## Directions
Copy out all the records exactly.

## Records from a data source
↓

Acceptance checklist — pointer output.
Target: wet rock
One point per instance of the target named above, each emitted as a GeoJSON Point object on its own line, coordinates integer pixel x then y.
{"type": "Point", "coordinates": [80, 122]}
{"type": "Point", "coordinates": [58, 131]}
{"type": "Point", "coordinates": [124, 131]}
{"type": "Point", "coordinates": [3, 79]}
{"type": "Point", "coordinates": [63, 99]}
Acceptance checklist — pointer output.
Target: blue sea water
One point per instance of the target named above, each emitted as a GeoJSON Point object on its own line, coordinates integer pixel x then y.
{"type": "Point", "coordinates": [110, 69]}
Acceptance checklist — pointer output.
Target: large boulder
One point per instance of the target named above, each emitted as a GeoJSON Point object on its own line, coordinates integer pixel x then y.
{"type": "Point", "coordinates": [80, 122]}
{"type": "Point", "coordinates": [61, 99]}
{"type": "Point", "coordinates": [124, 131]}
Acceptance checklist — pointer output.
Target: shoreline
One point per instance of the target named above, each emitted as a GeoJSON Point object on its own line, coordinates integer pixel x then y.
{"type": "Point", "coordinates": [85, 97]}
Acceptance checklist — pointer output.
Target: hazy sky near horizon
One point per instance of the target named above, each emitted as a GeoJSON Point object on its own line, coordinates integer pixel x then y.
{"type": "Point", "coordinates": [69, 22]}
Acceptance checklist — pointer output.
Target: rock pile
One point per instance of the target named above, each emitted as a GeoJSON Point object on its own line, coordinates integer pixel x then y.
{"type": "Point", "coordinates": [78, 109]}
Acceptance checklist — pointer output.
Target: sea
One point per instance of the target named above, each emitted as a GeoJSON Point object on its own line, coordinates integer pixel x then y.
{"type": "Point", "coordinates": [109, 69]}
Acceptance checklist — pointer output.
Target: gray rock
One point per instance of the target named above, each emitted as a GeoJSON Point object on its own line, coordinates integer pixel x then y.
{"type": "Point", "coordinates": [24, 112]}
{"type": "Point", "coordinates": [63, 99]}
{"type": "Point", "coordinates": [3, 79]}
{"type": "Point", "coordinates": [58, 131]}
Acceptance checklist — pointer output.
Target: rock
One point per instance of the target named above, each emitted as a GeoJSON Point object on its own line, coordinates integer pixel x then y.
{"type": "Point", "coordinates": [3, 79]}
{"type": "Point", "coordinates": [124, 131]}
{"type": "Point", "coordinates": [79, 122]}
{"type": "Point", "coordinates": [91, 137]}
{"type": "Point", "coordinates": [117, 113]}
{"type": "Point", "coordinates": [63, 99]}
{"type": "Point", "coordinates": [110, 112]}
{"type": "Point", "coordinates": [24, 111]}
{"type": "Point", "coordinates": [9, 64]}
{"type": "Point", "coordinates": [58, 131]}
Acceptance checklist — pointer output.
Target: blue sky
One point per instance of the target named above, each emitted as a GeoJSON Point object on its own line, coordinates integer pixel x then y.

↑

## Answer
Acceptance checklist — pointer output.
Target: wet rock
One point per instance of the target named above, each emitted as a GeoJSON Point object on its own line, coordinates integer pixel x then y.
{"type": "Point", "coordinates": [80, 122]}
{"type": "Point", "coordinates": [58, 131]}
{"type": "Point", "coordinates": [124, 131]}
{"type": "Point", "coordinates": [3, 79]}
{"type": "Point", "coordinates": [63, 99]}
Acceptance checklist — pointer output.
Target: blue sea water
One point per instance of the target named above, each emitted as a GeoJSON Point object on its own line, coordinates integer pixel x then y.
{"type": "Point", "coordinates": [110, 69]}
Acceptance checklist — pointer output.
Target: large boulder
One point per instance of the target named above, each emitted as a GeoJSON Point object on its own line, coordinates integer pixel x then y.
{"type": "Point", "coordinates": [80, 122]}
{"type": "Point", "coordinates": [61, 99]}
{"type": "Point", "coordinates": [124, 131]}
Acceptance checklist — pointer output.
Target: shoreline
One point per instance of the target named above, each emitted as a GeoJSON Point object on its own line, coordinates integer pixel x then y.
{"type": "Point", "coordinates": [85, 97]}
Acceptance checklist — pointer output.
Target: hazy sky near horizon
One point per instance of the target named above, each emitted as a GeoJSON Point object on its own line, coordinates integer pixel x then y.
{"type": "Point", "coordinates": [69, 22]}
Acceptance checklist — pointer output.
Target: rock pile
One point per instance of the target named above, each emitted as a GeoJSON Point object on its own line, coordinates integer pixel x then y.
{"type": "Point", "coordinates": [78, 109]}
Acceptance checklist — pointer output.
Target: sea
One point per instance of the target named above, each emitted as a GeoJSON Point object on its own line, coordinates integer pixel x then y.
{"type": "Point", "coordinates": [109, 69]}
Acceptance checklist — pointer output.
Target: gray rock
One point per instance of the target named above, each emitted as a GeoJSON Point object on its own line, coordinates integer pixel x then y.
{"type": "Point", "coordinates": [24, 112]}
{"type": "Point", "coordinates": [63, 99]}
{"type": "Point", "coordinates": [3, 79]}
{"type": "Point", "coordinates": [58, 131]}
Acceptance checklist — pointer output.
Target: rock
One point per instance of the target named above, each emitted as a GeoJSON Point object on its own line, coordinates integer pixel x then y.
{"type": "Point", "coordinates": [3, 79]}
{"type": "Point", "coordinates": [124, 131]}
{"type": "Point", "coordinates": [79, 122]}
{"type": "Point", "coordinates": [91, 137]}
{"type": "Point", "coordinates": [117, 113]}
{"type": "Point", "coordinates": [63, 99]}
{"type": "Point", "coordinates": [110, 112]}
{"type": "Point", "coordinates": [24, 111]}
{"type": "Point", "coordinates": [9, 64]}
{"type": "Point", "coordinates": [58, 131]}
Acceptance checklist — pointer output.
Target: blue sky
One point per instance of the target named above, each emitted as a GeoJSON Point object on its own line, coordinates integer pixel x then y.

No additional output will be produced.